(TASK GOAL) Would you output the entries below only from the line containing "If you could point to the sidewalk" through the line containing "Query: sidewalk pavement", exactly as they stand and with both ends included?

(SOURCE DATA)
[Start of Attachment]

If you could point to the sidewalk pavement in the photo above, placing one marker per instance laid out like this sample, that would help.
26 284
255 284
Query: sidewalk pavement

[End of Attachment]
[Start of Attachment]

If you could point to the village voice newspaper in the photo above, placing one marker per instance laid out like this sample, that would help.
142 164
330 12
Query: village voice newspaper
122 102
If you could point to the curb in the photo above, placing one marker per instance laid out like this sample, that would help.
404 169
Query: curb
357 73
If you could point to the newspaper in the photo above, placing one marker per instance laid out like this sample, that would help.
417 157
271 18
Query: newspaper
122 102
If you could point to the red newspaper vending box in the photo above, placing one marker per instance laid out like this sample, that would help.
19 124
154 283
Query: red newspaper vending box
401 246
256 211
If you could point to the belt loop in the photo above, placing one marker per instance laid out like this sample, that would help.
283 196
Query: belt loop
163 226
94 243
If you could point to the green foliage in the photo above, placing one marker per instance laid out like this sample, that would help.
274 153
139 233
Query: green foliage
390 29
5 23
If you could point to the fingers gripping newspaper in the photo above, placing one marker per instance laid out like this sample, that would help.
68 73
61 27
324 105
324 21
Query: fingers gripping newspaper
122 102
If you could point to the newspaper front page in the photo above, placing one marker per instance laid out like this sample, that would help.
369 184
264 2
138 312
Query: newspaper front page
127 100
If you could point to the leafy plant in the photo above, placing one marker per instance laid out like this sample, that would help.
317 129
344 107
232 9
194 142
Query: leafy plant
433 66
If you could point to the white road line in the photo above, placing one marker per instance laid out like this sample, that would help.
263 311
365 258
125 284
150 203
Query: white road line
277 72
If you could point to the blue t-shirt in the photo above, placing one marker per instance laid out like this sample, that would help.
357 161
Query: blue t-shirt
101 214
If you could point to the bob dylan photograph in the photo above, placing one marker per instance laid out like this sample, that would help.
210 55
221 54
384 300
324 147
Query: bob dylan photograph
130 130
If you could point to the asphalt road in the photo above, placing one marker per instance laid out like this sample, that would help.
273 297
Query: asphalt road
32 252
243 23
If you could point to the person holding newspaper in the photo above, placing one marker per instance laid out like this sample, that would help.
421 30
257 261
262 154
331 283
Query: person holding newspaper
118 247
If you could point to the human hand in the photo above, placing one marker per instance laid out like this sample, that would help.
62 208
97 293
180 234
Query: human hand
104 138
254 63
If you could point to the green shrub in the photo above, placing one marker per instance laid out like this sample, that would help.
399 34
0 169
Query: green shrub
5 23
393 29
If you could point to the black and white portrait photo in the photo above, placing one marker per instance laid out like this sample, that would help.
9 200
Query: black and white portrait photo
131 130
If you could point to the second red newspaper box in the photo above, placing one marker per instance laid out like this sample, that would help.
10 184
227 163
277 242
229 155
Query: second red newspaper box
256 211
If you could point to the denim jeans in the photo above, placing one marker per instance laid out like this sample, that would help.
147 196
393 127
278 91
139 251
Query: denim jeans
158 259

[End of Attachment]

(ANSWER TO THIS TASK)
If you could point to the sidewalk pavement in the photo above, placing one marker per instance laid out like this sample, that would help.
26 284
255 284
Query: sidewalk pavement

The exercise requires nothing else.